_Stated problem_:
Rewrite the listing below with every "innermost" changed to "central", leaving everything else unchanged.

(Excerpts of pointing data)
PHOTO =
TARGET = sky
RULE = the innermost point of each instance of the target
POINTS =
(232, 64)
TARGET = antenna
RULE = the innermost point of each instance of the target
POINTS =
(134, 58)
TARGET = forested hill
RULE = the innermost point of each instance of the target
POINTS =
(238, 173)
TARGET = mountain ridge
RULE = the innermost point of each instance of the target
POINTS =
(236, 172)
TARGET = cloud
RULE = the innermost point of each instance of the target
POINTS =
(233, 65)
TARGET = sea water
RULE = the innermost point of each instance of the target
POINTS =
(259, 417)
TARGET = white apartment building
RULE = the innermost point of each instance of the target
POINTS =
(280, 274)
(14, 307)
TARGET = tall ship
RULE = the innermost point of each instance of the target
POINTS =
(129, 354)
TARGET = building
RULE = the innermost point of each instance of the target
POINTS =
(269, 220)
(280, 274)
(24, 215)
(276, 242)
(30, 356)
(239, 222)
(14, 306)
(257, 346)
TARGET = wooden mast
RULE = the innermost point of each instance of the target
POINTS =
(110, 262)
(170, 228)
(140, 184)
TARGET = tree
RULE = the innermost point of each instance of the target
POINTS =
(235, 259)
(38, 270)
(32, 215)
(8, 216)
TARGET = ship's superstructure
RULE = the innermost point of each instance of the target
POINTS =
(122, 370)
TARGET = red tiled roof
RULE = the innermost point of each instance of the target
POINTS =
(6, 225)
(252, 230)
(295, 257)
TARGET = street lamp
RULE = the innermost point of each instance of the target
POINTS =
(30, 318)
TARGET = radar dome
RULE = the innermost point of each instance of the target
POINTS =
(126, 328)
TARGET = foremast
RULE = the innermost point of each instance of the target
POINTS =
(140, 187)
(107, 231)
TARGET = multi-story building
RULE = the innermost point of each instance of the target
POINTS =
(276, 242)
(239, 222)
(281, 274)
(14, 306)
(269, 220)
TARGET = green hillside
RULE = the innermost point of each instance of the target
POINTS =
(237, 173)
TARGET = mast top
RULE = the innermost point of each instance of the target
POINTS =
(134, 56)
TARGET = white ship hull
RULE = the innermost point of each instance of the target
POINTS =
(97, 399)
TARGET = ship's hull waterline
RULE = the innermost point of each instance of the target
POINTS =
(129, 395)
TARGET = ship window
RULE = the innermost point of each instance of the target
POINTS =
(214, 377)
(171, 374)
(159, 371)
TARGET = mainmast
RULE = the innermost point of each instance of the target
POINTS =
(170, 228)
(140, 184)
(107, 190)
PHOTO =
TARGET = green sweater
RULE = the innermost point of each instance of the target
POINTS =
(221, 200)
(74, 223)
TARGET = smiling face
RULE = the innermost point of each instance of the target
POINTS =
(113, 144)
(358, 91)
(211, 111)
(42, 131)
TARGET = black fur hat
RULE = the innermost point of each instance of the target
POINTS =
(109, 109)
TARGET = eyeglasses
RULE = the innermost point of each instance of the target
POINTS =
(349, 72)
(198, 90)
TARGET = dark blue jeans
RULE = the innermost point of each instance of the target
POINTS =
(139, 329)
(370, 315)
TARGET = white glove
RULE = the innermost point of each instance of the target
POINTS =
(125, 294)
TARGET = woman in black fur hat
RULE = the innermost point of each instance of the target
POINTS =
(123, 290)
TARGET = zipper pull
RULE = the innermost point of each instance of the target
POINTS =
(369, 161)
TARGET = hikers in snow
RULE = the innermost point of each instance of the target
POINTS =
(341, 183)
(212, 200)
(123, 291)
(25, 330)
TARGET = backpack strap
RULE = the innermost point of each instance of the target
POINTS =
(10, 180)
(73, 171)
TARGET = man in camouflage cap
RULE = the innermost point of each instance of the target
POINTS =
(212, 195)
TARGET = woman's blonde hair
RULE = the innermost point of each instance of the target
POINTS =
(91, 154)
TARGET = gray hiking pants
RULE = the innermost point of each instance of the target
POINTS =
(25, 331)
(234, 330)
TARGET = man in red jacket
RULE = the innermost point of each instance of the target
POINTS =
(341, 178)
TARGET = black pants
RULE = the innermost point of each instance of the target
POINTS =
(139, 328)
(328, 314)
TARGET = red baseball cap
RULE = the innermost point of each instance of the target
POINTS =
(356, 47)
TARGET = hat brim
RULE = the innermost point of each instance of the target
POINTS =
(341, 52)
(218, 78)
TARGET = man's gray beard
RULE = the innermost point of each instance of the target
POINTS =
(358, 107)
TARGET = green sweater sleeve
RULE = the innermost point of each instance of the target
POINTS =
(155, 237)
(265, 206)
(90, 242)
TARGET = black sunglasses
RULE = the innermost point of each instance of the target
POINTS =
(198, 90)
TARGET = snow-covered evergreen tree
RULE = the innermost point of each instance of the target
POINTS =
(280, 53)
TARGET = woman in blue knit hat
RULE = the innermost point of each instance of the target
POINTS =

_In response_:
PHOTO =
TARGET = sky
RULE = the central point of each instance of the target
POINTS =
(232, 64)
TARGET = antenna
RULE = the central point of each instance of the target
POINTS =
(134, 58)
TARGET = forested hill
RULE = the central point of each instance of the target
POINTS =
(238, 173)
TARGET = mountain ridge
RULE = the central point of each instance of the target
POINTS =
(236, 172)
TARGET = cloud
RULE = the central point of each instance of the target
POINTS =
(233, 65)
TARGET = sea water
RULE = the central point of each instance of the target
POINTS =
(259, 417)
TARGET = white apartment building
RULE = the central point of each instance of the target
POINTS =
(280, 274)
(14, 307)
TARGET = tall ship
RULE = the central point of each instance of the target
POINTS =
(129, 354)
TARGET = building
RULE = the central point of each instance of the target
POINTS =
(269, 220)
(280, 274)
(24, 215)
(276, 242)
(30, 356)
(239, 222)
(14, 306)
(257, 346)
TARGET = wooden mast
RULE = the central point of each instance of the target
POINTS =
(110, 262)
(170, 228)
(140, 184)
TARGET = tree
RULE = the central point of each instance of the target
POINTS =
(235, 259)
(38, 270)
(32, 215)
(8, 216)
TARGET = ship's superstructure
RULE = the central point of each instance of the target
POINTS =
(122, 370)
TARGET = red tiled roof
RULE = the central point of each instance of the target
POINTS =
(6, 225)
(252, 230)
(295, 257)
TARGET = street lamp
RULE = the central point of each instance of the target
POINTS =
(30, 318)
TARGET = radar dome
RULE = the central point of each instance of the target
POINTS =
(126, 328)
TARGET = foremast
RULE = the central point of each instance of the target
POINTS =
(140, 187)
(107, 231)
TARGET = multi-story building
RULE = the central point of each instance of the target
POINTS =
(276, 242)
(239, 222)
(281, 274)
(14, 306)
(269, 220)
TARGET = green hillside
RULE = the central point of each instance of the target
POINTS =
(237, 173)
TARGET = mast top
RULE = the central point of each instance of the target
POINTS =
(134, 56)
TARGET = white ship hull
RULE = the central point of each instance of the target
POINTS =
(97, 399)
TARGET = ship's hull waterline
RULE = the central point of each instance of the target
POINTS =
(129, 395)
TARGET = ship window
RULE = the central point of each instance of the target
POINTS =
(214, 377)
(171, 374)
(159, 371)
TARGET = mainmast
RULE = the central point of each instance of the target
POINTS =
(170, 228)
(140, 184)
(107, 190)
PHOTO =
TARGET = green sweater
RULE = the central point of each instance of the target
POINTS =
(221, 200)
(74, 223)
TARGET = smiling face
RULE = the central point of each instance of the target
POINTS =
(113, 144)
(358, 91)
(211, 111)
(42, 131)
TARGET = black fur hat
RULE = the central point of each instance of the target
POINTS =
(109, 109)
TARGET = eyeglasses
RULE = the central point of each instance of the target
POINTS =
(349, 72)
(198, 90)
TARGET = dark blue jeans
RULE = the central point of each instance of the target
POINTS =
(139, 329)
(370, 315)
TARGET = white glove
RULE = the central point of each instance of the target
POINTS =
(125, 294)
TARGET = woman in black fur hat
RULE = the central point of each instance of the target
POINTS =
(123, 290)
TARGET = zipper pull
RULE = the central point of each instance of the target
POINTS =
(369, 161)
TARGET = hikers in snow
RULE = the central point of each instance of the target
POINTS =
(341, 183)
(212, 200)
(123, 291)
(25, 330)
TARGET = backpack strap
RULE = the central point of each instance of the target
POINTS =
(10, 180)
(73, 171)
TARGET = man in camouflage cap
RULE = the central point of each instance of the target
POINTS =
(212, 195)
TARGET = woman's blonde hair
RULE = the central point of each instance of the target
POINTS =
(91, 154)
TARGET = gray hiking pants
RULE = the central point of each instance of the target
POINTS =
(25, 331)
(234, 330)
TARGET = man in red jacket
RULE = the central point of each instance of the target
POINTS =
(341, 178)
TARGET = black pants
RULE = the central point of each instance of the target
POINTS =
(139, 328)
(328, 314)
TARGET = red baseball cap
RULE = the central point of each instance of the target
POINTS =
(356, 47)
TARGET = hat brim
RULE = the central point of each instance of the target
POINTS =
(341, 52)
(218, 78)
TARGET = man's gray beard
RULE = the central point of each instance of the target
POINTS =
(358, 107)
TARGET = green sweater sleeve
RULE = the central point of each instance of the target
POINTS =
(155, 237)
(265, 206)
(90, 242)
TARGET = black sunglasses
RULE = the central point of each instance of the target
POINTS =
(198, 90)
TARGET = snow-covered evergreen tree
RULE = the central point of each instance of the target
POINTS =
(280, 53)
TARGET = woman in blue knit hat
RULE = the central point of each instance of the target
POINTS =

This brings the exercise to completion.